It always troubles me when I read other scientists who ignore the data in order to cling to their cherished dogmas. As a scientist, I know that this holds back the progress of science. As a result, I was heartened to read three scientist calling on their colleagues to abandon evolutionary dogma when it comes to pseudogenes. If others heed their call, we will most certainly learn more about DNA.
What am I talking about? Let’s start with what a pseudogene is. It is a region of DNA that looks like a known gene, but is different enough that it can’t do what the known gene does. As a result, it has become evolutionary dogma that pseudogenes are “broken” genes – genes that became non-functional due to duplication and mutation. Here, for example, is how the Encyclopedia of Genetics definitively describes a pseudogene:
A pseudogene is a nonfunctional genomic region that originated by duplication of, and is still homologous to, an ancestral gene.
In other words, a pseudogene is the result of a gene being copied and then broken. Creationists have long argued that pseudogenes are functional; they just don’t function the way evolutionists expect them to. The three authors of the paper I mentioned above have arrived at that same conclusion (at least for many pseudogenes), and they are asking their colleagues to pay attention to the data and do the same.

* List of tasks:
**a)** Answer these questions about the pseudogene passage:
(i) How many scientists are calling on their colleagues to abandon evolutionary dogma about pseudogenes?
(ii) Which reference work is quoted for its definition of a pseudogene?
(iii) What have creationists long argued about pseudogenes?
**b)** Extend the pseudogene passage, picking up after its last sentence.
These rows come from a separate source.

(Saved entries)

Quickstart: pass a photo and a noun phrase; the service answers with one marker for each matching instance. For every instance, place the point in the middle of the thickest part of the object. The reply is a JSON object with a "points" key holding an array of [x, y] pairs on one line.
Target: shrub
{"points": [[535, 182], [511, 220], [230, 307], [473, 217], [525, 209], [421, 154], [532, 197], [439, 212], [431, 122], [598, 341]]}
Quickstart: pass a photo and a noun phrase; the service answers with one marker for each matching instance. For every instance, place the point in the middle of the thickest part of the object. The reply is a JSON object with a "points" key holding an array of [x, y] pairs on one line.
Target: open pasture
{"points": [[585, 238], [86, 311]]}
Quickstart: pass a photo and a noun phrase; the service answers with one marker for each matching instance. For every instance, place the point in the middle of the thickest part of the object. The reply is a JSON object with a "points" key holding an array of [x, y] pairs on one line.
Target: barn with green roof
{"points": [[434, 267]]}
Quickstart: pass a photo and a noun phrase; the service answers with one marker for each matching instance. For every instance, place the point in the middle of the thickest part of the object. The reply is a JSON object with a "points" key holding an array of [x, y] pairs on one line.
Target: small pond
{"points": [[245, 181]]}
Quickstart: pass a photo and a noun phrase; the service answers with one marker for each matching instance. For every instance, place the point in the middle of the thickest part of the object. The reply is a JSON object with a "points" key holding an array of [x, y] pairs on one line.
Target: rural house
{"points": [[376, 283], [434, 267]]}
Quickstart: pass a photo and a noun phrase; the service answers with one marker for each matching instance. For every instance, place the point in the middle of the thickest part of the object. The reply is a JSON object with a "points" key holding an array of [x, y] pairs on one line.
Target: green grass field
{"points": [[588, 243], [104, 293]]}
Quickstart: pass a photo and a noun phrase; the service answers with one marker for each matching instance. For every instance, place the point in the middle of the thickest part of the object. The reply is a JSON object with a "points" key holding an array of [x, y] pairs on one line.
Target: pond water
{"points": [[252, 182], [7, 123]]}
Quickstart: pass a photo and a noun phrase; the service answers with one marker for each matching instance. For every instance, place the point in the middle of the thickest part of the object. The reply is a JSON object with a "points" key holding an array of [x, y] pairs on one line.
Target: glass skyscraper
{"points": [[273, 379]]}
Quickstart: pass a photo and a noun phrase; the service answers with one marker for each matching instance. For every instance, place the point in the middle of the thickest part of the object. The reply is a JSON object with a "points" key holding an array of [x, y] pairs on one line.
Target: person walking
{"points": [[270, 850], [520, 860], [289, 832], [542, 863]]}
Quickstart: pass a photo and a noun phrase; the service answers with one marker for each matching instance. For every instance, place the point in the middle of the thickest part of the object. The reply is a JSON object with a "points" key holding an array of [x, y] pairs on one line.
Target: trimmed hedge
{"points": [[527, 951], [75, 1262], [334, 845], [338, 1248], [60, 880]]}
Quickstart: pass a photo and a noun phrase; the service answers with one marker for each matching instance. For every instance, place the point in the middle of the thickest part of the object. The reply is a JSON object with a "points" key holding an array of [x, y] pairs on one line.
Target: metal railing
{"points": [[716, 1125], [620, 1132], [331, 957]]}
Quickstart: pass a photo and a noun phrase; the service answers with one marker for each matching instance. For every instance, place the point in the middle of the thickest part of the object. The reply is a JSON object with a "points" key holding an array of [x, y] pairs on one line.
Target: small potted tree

* Answer set:
**a)**
(i) Three.
(ii) The Encyclopedia of Genetics.
(iii) That pseudogenes are functional, but they don't function the way evolutionists expect them to.

**b)**
To emphasize the point that this evolution-inspired dogma is wrong, they list many pseudogenes that have been demonstrated to have an important function. They then make this important statement:
The examples of pseudogene function elaborated on here should not imply that pseudogene functionality is likely to be confined to isolated instances.
In other words, you can’t say that the known functional pseudogenes are exceptions to the rule. There are enough functional pseudogenes to call into question the assumption that they are mostly non-functional.
At the same time, however, these authors are cautious:
The purpose of this article is not to discard the pseudogene concept or to suggest that all pseudogenes are functional. The majority of currently annotated pseudogenes are neither robustly transcribed nor translated. Such regions fit well the original descriptions of pseudogenes as ‘similar, but defective’. Rather, we argue that their labelling as pseudogenes is not constructive for advancement of understanding of genome function and misdirects experimental design.
In other words, the authors are simply telling their colleagues to follow the data. Do not assume that a pseudogene is non-functional just because it has been identified as a pseudogene. Instead, investigate it to find out whether or not it actually is. The progress of science is hindered when you assume non-functionality because of the way the sequence has been identified.
I not only completely agree with that sentiment, I would also add this: following any dogma (evolutionist, creationist, or other) hinders the progress of science. Scientists should be willing to follow the data wherever they lead. Unfortunately, such scientists tend to be the exception, not the rule.